*** Document excerpt ***

To be honest, at this point, I’m not even sure if what your friend has technically qualifies as a relationship. Is a relationship a relationship if it’s also transparently a scam? It’s not just the money – after all, many historically successful marriages were based on the redistribution of capital. But it sounds like this guy isn’t even remotely interested in your friend, beyond what’s left in her bank account. 

How do you convince someone their relationship is an emotional Ponzi scheme? The reality is there might not be an easy way to get through to her. Trying to help a friend when they’re caught up with someone you know isn’t good for them is notoriously fraught, and often futile. 

I don’t mean to belittle your friend’s choices. Hope is a powerful and intoxicating thing. Obviously, this guy means something to her if she’s willing to overlook so many glaring warning signals. Perhaps he has a lovely phone manner. She clearly has a lot invested in this, both emotionally and financially, which means she’s likely going to be resistant to hearing her boyfriend is a human pyramid scheme. 

She likely already knows this guy is bad news, and is clearly ashamed about lending him so much money, although I think the word “lending” in this context has an unearned optimism. But the more she invests in him – time, hope, money – the harder it’s going to be for her to cut her losses and admit she was hoodwinked. She’s suffering from a terminal case of sunken cost fallacy. 

Your friend may be gullible. But this guy is obviously a good manipulator. His moodiness and short temper aren’t just character flaws. They’re strategies. He’s purposefully making mountains out of molehills in order to keep her on edge. If all her energy is directed towards minor things, like worrying about saying the wrong thing over the phone, she’s unlikely to have the courage or energy to call him out on the big stuff, like not knowing where he lives, why they never sleep together, and when he’s going to start paying her back. 

That doesn’t mean your friend will appreciate your input. How hard to push when it comes to expressing concern about a friend’s partner, depends a lot on your friend’s personality, and the level of trust in your relationship. Can you talk about difficult things? Will she retreat at the first sign of confrontation? Could you encourage her to talk to a therapist or counsellor? She might be more receptive to hearing she’s dating a dirtbag from a licensed professional. 

If you push someone too hard before they’re ready to acknowledge a painful truth, you run the risk of annoying or embarrassing them so badly you inadvertently push them deeper into the relationship you want to see them out of. But it’s also no good standing silently by as your friend decimates her life savings in order to fund the lifestyle of some guy who won’t even tell her where he lives.

*** Data records ***

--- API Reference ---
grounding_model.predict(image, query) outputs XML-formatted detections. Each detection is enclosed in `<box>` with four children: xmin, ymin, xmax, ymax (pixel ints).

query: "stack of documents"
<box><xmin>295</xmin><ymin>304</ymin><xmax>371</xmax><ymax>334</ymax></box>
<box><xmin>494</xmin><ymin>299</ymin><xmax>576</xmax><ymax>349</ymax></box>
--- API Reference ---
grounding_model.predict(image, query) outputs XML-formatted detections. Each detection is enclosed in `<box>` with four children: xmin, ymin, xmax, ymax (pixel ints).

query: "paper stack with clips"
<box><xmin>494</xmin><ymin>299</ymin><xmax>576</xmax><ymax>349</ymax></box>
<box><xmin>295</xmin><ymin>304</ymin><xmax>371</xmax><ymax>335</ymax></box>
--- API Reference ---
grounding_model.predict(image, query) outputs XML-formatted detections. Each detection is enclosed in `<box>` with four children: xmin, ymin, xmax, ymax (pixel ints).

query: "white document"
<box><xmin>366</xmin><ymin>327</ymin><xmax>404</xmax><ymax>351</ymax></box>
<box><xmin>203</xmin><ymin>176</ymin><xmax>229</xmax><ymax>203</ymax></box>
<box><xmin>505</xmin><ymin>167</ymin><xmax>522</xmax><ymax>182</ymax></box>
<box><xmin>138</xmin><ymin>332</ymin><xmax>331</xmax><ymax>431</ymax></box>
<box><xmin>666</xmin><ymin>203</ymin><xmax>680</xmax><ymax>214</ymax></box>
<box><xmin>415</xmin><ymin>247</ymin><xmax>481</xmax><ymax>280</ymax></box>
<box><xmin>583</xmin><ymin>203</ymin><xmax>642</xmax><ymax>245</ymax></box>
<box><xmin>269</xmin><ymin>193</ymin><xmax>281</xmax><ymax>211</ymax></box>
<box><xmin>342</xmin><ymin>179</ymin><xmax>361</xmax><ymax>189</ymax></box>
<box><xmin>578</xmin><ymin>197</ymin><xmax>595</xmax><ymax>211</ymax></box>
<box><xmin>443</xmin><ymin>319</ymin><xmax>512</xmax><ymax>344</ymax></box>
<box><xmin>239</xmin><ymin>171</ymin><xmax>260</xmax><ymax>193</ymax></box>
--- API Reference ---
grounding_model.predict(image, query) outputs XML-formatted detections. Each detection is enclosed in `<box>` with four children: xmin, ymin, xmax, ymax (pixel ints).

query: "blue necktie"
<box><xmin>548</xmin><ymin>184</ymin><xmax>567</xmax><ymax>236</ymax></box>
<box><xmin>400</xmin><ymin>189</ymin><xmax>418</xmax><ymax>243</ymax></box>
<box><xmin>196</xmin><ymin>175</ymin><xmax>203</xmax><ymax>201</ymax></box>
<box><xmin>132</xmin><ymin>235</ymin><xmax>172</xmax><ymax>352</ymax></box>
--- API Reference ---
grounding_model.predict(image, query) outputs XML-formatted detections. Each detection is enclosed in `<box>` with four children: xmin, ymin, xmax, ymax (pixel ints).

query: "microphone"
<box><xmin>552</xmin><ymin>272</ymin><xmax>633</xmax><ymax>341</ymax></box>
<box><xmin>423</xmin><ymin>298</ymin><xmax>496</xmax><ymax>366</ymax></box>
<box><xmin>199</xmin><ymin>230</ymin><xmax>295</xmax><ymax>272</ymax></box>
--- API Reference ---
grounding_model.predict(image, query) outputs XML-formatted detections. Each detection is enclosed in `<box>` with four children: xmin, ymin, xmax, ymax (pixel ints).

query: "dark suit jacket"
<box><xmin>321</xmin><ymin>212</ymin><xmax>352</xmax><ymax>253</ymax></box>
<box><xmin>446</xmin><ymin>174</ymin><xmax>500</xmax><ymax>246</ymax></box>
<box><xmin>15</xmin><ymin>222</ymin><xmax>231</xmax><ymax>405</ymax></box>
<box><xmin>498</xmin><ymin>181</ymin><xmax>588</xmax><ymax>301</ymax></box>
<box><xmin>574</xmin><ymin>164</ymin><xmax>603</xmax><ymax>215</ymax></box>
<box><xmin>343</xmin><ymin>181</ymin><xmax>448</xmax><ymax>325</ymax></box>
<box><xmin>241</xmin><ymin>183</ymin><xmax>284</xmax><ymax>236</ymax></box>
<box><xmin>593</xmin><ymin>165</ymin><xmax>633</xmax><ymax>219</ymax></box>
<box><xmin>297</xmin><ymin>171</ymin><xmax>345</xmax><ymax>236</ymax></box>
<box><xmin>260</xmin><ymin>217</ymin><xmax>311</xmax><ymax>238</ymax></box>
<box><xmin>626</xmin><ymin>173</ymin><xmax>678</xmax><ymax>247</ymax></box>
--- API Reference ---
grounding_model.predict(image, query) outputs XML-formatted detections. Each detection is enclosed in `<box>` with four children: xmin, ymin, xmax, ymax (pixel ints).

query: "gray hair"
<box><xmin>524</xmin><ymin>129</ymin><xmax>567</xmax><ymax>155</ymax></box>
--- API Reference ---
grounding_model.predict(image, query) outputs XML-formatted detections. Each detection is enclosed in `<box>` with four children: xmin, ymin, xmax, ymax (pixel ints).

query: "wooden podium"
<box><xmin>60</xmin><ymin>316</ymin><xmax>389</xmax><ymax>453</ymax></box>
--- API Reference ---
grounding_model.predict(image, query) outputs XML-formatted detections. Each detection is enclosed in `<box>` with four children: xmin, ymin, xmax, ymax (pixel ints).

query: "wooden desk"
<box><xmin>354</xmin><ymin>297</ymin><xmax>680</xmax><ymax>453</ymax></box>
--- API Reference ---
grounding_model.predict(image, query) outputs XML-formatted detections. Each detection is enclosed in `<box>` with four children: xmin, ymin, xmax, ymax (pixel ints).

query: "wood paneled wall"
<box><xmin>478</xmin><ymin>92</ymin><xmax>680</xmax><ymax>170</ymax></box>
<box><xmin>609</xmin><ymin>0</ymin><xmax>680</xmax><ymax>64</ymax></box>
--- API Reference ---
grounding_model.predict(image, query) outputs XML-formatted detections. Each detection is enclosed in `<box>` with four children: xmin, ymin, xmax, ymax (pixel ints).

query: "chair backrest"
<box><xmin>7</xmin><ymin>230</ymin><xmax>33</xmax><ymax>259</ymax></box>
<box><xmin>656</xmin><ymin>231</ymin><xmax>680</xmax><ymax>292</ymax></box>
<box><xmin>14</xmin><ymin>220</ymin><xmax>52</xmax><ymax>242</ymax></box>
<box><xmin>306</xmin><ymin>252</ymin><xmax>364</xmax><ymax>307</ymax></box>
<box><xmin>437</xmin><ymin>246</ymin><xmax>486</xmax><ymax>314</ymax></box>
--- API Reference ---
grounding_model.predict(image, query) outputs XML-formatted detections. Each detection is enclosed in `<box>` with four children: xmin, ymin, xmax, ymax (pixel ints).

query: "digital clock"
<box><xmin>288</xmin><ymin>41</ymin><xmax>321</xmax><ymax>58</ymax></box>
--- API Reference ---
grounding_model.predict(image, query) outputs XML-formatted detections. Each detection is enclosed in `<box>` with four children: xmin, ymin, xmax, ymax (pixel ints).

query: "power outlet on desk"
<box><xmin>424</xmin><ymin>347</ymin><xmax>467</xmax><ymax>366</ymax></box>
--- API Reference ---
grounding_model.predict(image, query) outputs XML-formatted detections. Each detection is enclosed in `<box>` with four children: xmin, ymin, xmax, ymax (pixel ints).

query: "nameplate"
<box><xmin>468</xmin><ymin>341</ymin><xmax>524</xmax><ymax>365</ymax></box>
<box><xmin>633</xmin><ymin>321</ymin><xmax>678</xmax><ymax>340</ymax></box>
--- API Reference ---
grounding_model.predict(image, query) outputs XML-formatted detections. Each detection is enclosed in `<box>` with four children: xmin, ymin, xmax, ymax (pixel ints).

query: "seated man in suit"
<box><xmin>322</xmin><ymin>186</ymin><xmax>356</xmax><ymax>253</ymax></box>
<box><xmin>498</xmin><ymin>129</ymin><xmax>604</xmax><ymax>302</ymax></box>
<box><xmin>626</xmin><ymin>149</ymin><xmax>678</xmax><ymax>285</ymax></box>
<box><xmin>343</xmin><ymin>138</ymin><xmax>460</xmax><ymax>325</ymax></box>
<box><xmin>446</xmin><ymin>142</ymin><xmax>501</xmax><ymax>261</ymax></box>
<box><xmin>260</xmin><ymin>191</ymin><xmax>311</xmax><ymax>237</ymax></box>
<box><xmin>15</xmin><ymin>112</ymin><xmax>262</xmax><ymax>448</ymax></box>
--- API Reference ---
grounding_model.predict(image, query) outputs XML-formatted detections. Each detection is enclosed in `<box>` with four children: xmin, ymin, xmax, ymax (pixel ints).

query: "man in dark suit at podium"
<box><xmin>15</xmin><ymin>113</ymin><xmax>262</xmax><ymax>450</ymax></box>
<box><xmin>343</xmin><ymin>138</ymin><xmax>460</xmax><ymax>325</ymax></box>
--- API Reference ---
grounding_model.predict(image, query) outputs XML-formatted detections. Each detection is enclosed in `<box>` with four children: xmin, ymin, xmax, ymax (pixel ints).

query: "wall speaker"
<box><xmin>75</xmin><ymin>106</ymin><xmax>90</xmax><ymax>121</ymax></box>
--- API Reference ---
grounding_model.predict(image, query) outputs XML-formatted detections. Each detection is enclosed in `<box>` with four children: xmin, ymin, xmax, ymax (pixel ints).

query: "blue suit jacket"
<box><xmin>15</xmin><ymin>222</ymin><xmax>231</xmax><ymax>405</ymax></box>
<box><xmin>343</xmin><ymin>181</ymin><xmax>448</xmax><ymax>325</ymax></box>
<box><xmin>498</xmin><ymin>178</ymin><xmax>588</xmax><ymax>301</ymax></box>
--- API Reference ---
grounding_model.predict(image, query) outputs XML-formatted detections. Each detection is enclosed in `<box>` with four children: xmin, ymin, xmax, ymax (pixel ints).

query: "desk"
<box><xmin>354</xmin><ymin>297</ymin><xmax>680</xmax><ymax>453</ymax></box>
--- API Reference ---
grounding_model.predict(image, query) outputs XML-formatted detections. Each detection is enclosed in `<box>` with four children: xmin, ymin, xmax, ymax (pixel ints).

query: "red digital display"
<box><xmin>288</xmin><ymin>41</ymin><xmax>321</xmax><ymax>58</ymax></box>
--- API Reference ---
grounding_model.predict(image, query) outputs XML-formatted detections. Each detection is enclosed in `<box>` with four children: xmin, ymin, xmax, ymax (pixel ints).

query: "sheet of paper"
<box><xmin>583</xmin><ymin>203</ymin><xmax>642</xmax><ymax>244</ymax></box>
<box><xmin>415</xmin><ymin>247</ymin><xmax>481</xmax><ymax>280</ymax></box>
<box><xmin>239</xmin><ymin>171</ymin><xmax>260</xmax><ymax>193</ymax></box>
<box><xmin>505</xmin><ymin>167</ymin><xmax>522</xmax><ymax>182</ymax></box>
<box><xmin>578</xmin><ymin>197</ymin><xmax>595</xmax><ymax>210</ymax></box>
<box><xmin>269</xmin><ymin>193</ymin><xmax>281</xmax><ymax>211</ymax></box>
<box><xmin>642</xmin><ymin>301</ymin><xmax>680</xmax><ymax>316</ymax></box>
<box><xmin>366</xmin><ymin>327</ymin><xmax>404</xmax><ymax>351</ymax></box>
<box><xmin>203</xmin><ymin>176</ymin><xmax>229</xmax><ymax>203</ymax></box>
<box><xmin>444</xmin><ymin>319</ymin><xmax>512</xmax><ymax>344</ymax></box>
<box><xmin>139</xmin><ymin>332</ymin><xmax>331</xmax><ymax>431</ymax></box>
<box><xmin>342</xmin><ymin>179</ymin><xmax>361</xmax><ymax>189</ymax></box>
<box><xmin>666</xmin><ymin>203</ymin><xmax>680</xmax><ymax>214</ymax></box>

***

§ **Questions**
(A) Please repeat the advice column's wording between "How do you convince" and "and often futile.", inclusive.
(B) Render this sentence from the advice column in Spanish: "Hope is a powerful and intoxicating thing."
The items have nothing to do with the advice column.

§ **Responses for each task**
(A)
How do you convince someone their relationship is an emotional Ponzi scheme? The reality is there might not be an easy way to get through to her. Trying to help a friend when they’re caught up with someone you know isn’t good for them is notoriously fraught, and often futile.

(B) La esperanza es algo poderoso y embriagador.